## Directive
Please convert every line of the records below into a JSON list of strings, one string per line, leaving out the blank lines.

## Data supplied
— begin —

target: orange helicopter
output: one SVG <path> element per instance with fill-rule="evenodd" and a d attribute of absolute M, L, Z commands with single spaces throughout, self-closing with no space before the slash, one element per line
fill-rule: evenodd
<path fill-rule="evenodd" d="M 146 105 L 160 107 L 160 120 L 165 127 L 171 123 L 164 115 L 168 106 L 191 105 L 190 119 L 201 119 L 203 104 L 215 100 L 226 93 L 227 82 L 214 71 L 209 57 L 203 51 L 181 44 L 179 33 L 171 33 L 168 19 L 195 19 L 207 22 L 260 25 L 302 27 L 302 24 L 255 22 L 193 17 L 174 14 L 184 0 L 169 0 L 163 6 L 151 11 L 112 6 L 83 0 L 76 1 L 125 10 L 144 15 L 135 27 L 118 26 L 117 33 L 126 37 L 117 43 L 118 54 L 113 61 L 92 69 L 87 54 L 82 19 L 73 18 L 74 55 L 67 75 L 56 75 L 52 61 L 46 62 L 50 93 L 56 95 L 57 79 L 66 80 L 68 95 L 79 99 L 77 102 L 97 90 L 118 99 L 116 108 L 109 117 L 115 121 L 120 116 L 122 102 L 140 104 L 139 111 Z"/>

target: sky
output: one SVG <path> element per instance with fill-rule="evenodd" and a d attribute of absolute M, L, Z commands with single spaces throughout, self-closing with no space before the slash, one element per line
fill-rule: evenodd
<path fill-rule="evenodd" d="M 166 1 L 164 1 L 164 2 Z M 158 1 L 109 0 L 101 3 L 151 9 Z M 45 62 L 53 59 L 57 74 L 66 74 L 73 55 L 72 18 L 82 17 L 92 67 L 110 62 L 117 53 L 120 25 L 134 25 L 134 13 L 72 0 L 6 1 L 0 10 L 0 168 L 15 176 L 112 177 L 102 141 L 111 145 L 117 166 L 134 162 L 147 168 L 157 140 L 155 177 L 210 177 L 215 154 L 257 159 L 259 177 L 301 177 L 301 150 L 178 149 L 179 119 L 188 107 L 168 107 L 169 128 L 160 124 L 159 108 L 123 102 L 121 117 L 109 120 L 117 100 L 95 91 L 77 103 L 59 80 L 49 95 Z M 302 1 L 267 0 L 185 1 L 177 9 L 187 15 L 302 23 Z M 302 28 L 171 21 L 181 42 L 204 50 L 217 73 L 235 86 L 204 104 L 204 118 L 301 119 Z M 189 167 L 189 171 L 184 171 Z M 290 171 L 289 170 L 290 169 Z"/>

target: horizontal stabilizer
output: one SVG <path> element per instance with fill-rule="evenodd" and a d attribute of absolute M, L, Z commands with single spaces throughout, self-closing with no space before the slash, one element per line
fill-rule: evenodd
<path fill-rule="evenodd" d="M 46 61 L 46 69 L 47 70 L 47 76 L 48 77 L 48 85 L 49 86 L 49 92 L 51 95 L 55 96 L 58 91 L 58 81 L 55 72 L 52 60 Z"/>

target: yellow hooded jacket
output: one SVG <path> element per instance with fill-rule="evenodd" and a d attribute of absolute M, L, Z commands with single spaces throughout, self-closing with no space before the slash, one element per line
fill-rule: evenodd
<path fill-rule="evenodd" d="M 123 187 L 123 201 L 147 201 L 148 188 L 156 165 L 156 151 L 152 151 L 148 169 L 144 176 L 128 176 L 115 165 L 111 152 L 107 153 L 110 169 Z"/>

— end —

## Completed exercise
[
  "target: orange helicopter",
  "output: one SVG <path> element per instance with fill-rule=\"evenodd\" and a d attribute of absolute M, L, Z commands with single spaces throughout, self-closing with no space before the slash, one element per line",
  "fill-rule: evenodd",
  "<path fill-rule=\"evenodd\" d=\"M 146 105 L 160 107 L 160 120 L 165 127 L 171 123 L 164 115 L 168 106 L 191 105 L 190 119 L 201 119 L 203 104 L 215 100 L 226 93 L 227 82 L 214 71 L 209 57 L 203 51 L 181 44 L 179 33 L 171 33 L 168 19 L 195 19 L 207 22 L 260 25 L 302 27 L 302 24 L 255 22 L 193 17 L 174 14 L 184 0 L 169 0 L 163 6 L 151 11 L 112 6 L 83 0 L 76 1 L 125 10 L 144 15 L 135 27 L 118 26 L 117 33 L 126 37 L 117 43 L 118 54 L 113 61 L 92 69 L 87 54 L 82 19 L 73 18 L 74 55 L 67 75 L 56 75 L 52 61 L 46 62 L 50 93 L 56 95 L 57 79 L 66 80 L 68 95 L 79 99 L 77 102 L 97 90 L 118 99 L 116 108 L 109 117 L 115 121 L 120 116 L 122 102 L 140 104 L 139 111 Z\"/>",
  "target: sky",
  "output: one SVG <path> element per instance with fill-rule=\"evenodd\" and a d attribute of absolute M, L, Z commands with single spaces throughout, self-closing with no space before the slash, one element per line",
  "fill-rule: evenodd",
  "<path fill-rule=\"evenodd\" d=\"M 166 1 L 164 1 L 164 2 Z M 158 1 L 109 0 L 101 3 L 151 9 Z M 45 62 L 53 59 L 57 74 L 66 74 L 73 55 L 72 18 L 82 17 L 92 67 L 110 62 L 117 53 L 120 25 L 134 25 L 134 13 L 72 0 L 6 1 L 0 10 L 0 168 L 15 176 L 112 177 L 102 141 L 111 145 L 117 166 L 134 162 L 147 168 L 157 140 L 155 177 L 210 177 L 215 154 L 257 159 L 259 177 L 301 177 L 301 150 L 178 149 L 179 119 L 188 107 L 168 107 L 169 128 L 160 124 L 159 108 L 123 102 L 121 117 L 109 120 L 117 100 L 95 91 L 77 103 L 59 80 L 49 95 Z M 302 1 L 267 0 L 185 1 L 177 9 L 187 15 L 302 23 Z M 302 28 L 171 21 L 181 42 L 204 50 L 217 73 L 235 86 L 204 104 L 204 118 L 301 119 Z M 189 167 L 189 171 L 184 171 Z M 290 171 L 289 170 L 290 169 Z\"/>",
  "target: horizontal stabilizer",
  "output: one SVG <path> element per instance with fill-rule=\"evenodd\" and a d attribute of absolute M, L, Z commands with single spaces throughout, self-closing with no space before the slash, one element per line",
  "fill-rule: evenodd",
  "<path fill-rule=\"evenodd\" d=\"M 46 61 L 46 69 L 47 70 L 47 76 L 48 77 L 48 85 L 49 86 L 49 92 L 51 95 L 55 96 L 58 91 L 58 81 L 55 72 L 52 60 Z\"/>",
  "target: yellow hooded jacket",
  "output: one SVG <path> element per instance with fill-rule=\"evenodd\" and a d attribute of absolute M, L, Z commands with single spaces throughout, self-closing with no space before the slash, one element per line",
  "fill-rule: evenodd",
  "<path fill-rule=\"evenodd\" d=\"M 123 187 L 123 201 L 147 201 L 148 188 L 156 165 L 156 151 L 152 151 L 148 169 L 144 176 L 128 176 L 115 165 L 111 152 L 107 153 L 110 169 Z\"/>"
]